> DATA FOR REVIEW:
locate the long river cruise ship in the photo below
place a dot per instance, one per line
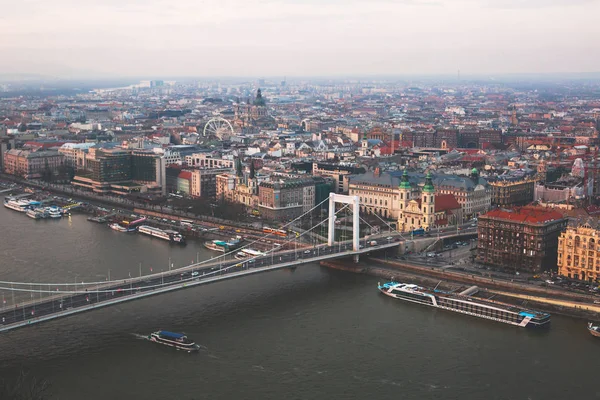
(17, 205)
(465, 304)
(172, 236)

> WORK TO COMPLETE: Without the pictures, set down every entry exactly.

> OUTPUT OF THE TASK:
locate the long river cruise ship in the photo below
place a dot per instance, one per line
(17, 205)
(465, 304)
(172, 236)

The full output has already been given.